--- DOCUMENT SECTION ---
1. Jal Mahal, The Lake Palace:


This is a beautiful, glowing palace in the middle of a lake. What amazes me is that the place was so deserted. You know how many people were there except the three of us — 5. And three of them were street food and ice cream vendors. If  this was somewhere in Mumbai, it would be perennially crowded. Marine drive in South Bombay, for example, has a pretty similar feel minus the quiet. 

2. The climb up the hill 


Rajasthan is known for its forts. And jaipur being the capital at the time, has some of the most amazing ones. The route, like all hills, is pretty awesome and makes for a pretty comfortable ride. We stopped at a place on the way where we clicked this. The big glowing thing is the Lake Palace. And the best part, there was absolutely no one else there which is crazy and immensely relaxing. This lack of crowd and being able to just be was a constant theme on the trip. The peace and the quiet was almost overwhelming.

3. Nahargarh fort:


Goofy friends: Mohit and Nishit

On the way up the forts, we had an option of going to Amer or Nahargarh. We chose Nahargarh and man was it worth it. I was so surprised by the fact that the place was still open at night at 10. Again, there were not too many people, just one small group of 4. And guess what, the open air cafe served beer! For a token entry fees of 50 bucks, we got some refreshments as well. The whole city is obviously visible from the fort and looks beautiful.

4. Choolgiri, The Jain temple


View from the top

Most of the cities in Rajasthan are surrounded by mountains. So, the roads are often made by cutting out a part of the mountains as you can see in this. This place is a pretty steep climb with some sharp turns. And it is usually hot so even though you can walk, I’d recommend taking a car up to the temple. The temple itself is pretty much what you’d expect from a Jain temple if you’ve ever been to one.


Tunnels shaped in royal arches


New ride

5. Prem Pan Bhandar


Mouthful of happiness

The happiest guy you would see is right in that picture, behind the two of us in that photo frame. Who wouldn’t eat at that shop after that picture. This place had the most delicious paans ever and we made it a point to go there both the nights.
--- DATASET EXCERPTS ---
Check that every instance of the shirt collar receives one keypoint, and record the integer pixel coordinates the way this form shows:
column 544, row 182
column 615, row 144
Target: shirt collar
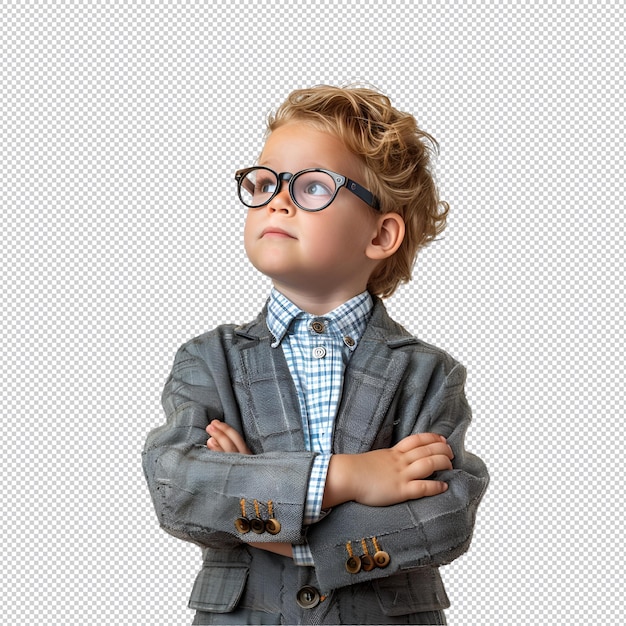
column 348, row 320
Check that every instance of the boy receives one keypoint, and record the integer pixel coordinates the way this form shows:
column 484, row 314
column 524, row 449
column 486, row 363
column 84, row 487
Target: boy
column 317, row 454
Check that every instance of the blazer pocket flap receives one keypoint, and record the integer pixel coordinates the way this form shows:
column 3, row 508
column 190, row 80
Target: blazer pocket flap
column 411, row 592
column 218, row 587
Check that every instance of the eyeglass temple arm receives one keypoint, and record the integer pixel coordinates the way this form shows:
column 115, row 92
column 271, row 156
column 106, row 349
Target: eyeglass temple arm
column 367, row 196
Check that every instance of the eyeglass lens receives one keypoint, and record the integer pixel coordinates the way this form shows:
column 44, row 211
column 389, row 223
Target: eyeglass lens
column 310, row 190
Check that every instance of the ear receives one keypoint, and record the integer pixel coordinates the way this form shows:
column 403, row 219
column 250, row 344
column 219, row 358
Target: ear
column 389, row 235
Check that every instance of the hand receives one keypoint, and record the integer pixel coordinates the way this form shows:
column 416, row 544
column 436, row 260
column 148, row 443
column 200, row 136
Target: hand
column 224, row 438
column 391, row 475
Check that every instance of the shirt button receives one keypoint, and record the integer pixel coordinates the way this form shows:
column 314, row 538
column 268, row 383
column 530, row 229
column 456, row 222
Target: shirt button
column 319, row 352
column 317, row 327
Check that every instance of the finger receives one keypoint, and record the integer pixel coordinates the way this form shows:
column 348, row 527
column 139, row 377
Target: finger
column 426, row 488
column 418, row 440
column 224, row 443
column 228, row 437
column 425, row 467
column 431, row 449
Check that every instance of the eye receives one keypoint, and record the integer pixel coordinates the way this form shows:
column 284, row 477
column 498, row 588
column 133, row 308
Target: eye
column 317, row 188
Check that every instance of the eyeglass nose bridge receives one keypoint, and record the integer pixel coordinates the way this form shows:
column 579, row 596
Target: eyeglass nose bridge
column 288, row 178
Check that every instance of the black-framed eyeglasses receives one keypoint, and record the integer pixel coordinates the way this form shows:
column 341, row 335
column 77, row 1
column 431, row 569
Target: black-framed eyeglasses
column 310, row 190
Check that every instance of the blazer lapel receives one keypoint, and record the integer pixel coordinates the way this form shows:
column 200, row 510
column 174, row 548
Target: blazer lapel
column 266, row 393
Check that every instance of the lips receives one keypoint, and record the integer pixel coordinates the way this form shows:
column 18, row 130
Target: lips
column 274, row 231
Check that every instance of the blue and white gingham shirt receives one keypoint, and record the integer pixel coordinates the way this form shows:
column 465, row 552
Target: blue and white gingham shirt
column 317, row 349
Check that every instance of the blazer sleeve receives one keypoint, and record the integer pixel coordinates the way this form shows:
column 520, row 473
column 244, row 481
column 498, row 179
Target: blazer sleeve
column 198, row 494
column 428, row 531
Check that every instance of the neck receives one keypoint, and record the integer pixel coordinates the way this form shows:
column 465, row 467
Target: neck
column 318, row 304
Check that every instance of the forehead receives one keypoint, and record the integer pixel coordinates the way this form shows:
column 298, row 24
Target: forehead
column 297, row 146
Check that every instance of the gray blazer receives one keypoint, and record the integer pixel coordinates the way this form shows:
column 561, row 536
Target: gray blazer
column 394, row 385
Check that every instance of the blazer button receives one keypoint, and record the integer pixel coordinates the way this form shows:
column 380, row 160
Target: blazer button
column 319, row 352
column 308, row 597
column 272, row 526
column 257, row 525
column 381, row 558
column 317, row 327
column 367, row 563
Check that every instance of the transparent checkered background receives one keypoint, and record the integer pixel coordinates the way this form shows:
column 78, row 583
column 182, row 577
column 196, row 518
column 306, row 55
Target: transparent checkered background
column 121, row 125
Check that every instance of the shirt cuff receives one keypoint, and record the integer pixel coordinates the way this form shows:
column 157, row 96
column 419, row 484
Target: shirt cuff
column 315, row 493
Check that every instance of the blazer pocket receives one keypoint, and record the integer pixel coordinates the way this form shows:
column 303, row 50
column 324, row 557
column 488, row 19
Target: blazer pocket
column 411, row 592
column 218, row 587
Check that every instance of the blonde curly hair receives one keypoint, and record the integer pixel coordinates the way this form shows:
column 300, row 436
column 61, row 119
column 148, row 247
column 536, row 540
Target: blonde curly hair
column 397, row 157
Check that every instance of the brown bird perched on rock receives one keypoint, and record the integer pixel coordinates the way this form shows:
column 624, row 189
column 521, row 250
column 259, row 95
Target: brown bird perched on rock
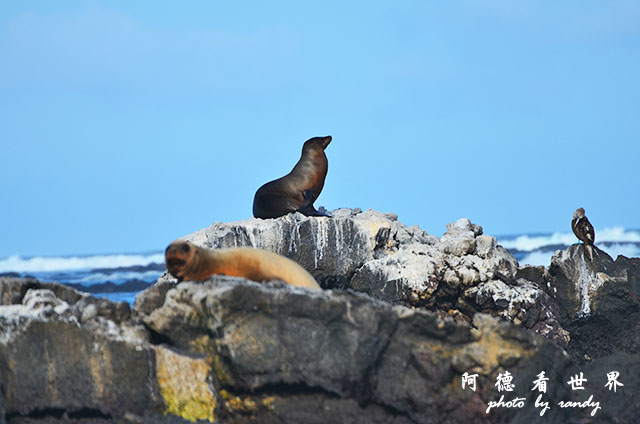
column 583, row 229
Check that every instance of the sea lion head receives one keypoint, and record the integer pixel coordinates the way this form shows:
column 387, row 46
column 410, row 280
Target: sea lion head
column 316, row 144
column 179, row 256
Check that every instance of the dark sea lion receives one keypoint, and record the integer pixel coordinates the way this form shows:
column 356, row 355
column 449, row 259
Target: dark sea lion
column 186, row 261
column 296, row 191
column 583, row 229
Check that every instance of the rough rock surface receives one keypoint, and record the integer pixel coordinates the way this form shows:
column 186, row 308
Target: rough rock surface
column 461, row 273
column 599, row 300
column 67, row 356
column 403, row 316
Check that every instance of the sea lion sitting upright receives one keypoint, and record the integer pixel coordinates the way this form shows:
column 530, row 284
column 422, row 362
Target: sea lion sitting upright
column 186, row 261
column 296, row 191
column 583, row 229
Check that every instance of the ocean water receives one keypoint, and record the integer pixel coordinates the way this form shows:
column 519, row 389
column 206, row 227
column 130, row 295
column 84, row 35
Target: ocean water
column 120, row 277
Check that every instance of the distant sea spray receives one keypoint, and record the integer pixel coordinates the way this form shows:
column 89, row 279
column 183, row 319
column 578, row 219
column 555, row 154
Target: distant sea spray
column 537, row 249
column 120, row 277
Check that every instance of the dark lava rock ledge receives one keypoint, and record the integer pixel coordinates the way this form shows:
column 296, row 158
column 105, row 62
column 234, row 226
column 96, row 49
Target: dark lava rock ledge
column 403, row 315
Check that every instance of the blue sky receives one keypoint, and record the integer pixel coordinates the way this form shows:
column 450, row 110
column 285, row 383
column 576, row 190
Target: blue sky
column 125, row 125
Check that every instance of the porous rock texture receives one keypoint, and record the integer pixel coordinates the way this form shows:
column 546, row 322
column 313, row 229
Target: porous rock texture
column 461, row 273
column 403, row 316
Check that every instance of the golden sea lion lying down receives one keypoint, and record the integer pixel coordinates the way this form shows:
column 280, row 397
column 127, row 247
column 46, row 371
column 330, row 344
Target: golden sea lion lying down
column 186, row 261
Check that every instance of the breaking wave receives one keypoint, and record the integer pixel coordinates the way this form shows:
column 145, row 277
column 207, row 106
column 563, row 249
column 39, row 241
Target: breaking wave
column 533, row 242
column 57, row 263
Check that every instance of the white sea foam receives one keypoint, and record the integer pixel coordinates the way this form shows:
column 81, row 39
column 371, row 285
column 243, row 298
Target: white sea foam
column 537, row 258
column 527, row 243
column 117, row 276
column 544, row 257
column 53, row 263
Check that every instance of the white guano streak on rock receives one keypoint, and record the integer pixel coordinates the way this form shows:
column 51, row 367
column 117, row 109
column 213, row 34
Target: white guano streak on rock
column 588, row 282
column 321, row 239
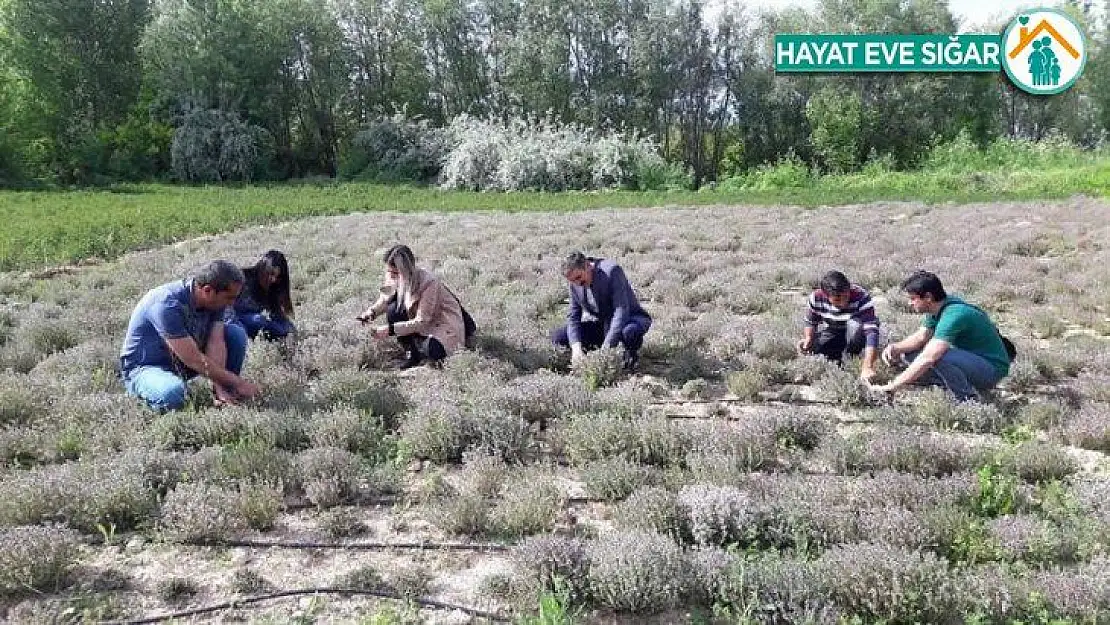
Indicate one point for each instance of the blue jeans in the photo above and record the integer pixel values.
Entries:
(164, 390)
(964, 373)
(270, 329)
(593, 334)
---
--- DATASET EXCERPTS ---
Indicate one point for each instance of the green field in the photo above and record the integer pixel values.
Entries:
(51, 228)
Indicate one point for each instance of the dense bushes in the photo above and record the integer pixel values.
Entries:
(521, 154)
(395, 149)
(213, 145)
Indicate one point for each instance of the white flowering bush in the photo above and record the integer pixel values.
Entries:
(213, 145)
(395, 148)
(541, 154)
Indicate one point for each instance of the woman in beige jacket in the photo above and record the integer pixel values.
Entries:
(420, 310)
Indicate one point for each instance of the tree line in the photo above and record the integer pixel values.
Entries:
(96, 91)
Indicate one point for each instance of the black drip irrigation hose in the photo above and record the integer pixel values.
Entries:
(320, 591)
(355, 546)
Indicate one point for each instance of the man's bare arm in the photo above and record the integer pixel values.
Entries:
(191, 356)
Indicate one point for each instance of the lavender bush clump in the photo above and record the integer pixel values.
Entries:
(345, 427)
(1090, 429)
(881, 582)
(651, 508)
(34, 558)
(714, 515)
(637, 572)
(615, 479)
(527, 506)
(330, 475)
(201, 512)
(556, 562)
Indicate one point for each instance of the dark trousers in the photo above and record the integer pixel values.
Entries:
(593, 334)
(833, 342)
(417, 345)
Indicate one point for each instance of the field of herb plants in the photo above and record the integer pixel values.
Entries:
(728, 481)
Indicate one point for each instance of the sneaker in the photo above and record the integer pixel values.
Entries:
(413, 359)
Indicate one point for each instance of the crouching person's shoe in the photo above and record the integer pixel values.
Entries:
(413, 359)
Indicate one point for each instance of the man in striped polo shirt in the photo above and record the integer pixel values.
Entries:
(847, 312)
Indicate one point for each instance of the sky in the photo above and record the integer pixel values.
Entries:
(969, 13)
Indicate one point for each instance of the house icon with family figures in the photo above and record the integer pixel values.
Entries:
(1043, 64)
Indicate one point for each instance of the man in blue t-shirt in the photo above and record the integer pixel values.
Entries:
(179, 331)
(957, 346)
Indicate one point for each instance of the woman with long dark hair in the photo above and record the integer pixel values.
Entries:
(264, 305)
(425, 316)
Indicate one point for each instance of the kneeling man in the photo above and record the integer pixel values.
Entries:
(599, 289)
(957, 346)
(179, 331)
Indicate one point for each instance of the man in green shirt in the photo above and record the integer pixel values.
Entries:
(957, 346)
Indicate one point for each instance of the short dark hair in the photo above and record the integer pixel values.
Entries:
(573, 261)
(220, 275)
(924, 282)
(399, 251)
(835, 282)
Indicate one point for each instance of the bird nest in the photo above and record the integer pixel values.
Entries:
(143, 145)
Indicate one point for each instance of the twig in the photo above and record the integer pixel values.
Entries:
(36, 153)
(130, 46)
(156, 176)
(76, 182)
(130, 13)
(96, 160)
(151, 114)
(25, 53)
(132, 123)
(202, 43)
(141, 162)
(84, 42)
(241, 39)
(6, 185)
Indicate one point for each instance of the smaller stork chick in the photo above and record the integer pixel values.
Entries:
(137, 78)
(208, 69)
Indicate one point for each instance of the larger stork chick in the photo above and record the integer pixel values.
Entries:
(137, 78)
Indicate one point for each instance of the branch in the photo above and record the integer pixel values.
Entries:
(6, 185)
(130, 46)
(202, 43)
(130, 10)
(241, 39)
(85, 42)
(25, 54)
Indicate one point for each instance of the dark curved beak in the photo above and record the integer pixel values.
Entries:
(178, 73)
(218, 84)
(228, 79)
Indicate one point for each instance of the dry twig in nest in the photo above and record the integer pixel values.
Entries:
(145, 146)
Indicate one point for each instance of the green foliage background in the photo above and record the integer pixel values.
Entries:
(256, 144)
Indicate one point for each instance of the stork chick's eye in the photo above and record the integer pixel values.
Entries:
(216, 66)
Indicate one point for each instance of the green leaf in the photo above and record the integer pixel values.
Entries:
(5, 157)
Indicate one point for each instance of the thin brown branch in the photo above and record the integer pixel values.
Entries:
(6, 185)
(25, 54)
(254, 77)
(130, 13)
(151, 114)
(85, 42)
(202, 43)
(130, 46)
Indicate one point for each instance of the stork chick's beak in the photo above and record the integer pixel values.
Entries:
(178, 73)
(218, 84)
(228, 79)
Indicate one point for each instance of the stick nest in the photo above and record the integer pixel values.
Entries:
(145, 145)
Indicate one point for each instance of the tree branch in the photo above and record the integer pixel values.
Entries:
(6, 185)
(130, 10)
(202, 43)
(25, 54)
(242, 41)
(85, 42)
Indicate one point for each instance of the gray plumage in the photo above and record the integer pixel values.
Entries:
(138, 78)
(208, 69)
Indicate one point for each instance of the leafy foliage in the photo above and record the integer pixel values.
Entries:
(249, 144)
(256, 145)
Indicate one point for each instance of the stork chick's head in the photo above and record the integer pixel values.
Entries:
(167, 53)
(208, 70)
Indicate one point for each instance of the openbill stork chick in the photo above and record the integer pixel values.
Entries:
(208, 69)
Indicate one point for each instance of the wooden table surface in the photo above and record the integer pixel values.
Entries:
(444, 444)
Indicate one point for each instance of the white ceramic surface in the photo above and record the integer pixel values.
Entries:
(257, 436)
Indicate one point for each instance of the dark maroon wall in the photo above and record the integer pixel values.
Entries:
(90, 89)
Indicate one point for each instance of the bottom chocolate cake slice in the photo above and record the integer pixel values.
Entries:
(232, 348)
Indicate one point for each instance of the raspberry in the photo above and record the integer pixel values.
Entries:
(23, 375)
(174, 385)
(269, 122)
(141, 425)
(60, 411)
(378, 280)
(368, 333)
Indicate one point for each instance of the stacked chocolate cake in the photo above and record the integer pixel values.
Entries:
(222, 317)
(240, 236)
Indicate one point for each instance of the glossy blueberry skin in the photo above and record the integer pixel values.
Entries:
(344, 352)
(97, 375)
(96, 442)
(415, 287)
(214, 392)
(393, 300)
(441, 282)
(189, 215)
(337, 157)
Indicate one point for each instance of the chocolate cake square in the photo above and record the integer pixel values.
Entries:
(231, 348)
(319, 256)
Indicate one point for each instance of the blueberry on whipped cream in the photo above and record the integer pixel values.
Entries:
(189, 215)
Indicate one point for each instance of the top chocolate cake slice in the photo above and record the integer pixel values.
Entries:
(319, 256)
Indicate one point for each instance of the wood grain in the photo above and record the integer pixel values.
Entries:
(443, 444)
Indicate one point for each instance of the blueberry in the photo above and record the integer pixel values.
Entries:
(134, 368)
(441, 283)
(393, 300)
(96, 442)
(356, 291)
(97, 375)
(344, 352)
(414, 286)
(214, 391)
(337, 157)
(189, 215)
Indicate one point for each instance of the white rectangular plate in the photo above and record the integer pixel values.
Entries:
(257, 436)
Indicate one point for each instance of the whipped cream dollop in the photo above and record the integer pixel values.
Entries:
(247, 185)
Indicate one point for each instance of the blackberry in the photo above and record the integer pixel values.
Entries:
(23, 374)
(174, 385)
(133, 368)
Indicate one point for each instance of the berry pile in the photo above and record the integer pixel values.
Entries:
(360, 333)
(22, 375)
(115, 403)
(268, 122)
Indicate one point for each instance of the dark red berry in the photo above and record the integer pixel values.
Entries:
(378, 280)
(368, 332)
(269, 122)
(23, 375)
---
--- DATASET EXCERPTS ---
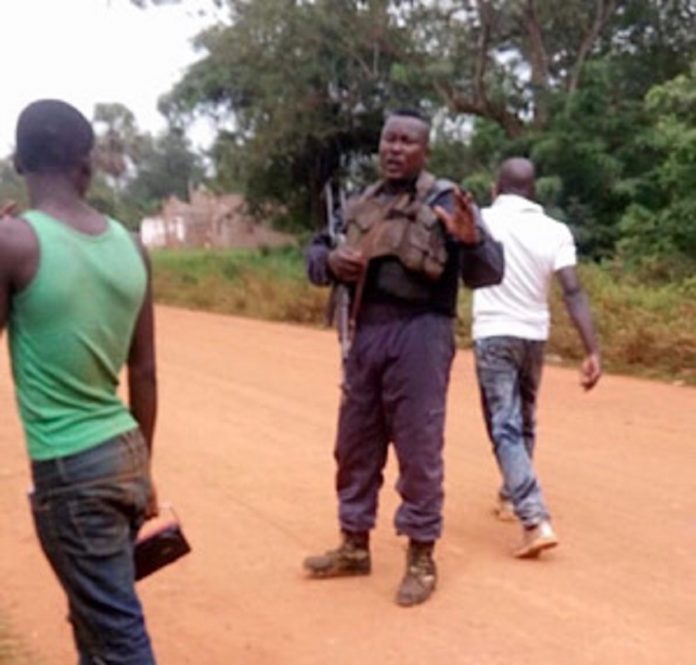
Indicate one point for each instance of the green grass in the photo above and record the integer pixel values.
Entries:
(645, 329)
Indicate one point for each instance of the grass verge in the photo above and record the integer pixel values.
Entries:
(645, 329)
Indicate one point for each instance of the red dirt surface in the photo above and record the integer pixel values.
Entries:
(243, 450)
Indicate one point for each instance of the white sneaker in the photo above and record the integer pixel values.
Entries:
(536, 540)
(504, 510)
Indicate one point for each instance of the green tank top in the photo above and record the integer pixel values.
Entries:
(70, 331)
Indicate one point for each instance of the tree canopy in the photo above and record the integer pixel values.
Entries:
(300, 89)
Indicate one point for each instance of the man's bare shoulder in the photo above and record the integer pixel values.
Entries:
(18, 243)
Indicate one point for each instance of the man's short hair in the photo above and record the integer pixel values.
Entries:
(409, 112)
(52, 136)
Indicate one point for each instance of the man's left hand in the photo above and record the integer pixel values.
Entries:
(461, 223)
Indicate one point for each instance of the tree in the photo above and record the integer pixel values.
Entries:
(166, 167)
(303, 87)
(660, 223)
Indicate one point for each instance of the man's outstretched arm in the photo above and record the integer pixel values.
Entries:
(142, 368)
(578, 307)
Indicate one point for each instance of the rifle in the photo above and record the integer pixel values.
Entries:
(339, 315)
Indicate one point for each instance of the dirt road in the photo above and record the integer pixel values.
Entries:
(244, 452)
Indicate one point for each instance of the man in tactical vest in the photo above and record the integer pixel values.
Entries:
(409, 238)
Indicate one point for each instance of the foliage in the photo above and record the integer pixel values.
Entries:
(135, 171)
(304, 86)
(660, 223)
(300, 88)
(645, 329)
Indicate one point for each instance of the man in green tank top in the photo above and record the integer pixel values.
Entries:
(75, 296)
---
• **WORK INSTRUCTIONS**:
a. In the Jaipur travel text, how much was the entry fee at Nahargarh fort?
b. Reproduce the passage of the Jaipur travel text starting at "Most of the" and ending at "both the nights.".
c. Why does the Jaipur travel text recommend taking a car up to the Choolgiri temple instead of walking?

• **EXPECTED RESULTS**:
a. It was 50 bucks, and it included some refreshments.

b.
Most of the cities in Rajasthan are surrounded by mountains. So, the roads are often made by cutting out a part of the mountains as you can see in this. This place is a pretty steep climb with some sharp turns. And it is usually hot so even though you can walk, I’d recommend taking a car up to the temple. The temple itself is pretty much what you’d expect from a Jain temple if you’ve ever been to one.


Tunnels shaped in royal arches


New ride

5. Prem Pan Bhandar


Mouthful of happiness

The happiest guy you would see is right in that picture, behind the two of us in that photo frame. Who wouldn’t eat at that shop after that picture. This place had the most delicious paans ever and we made it a point to go there both the nights.

c. The way up is a pretty steep climb with some sharp turns, and it is usually hot there. So even though walking is possible, a car is recommended.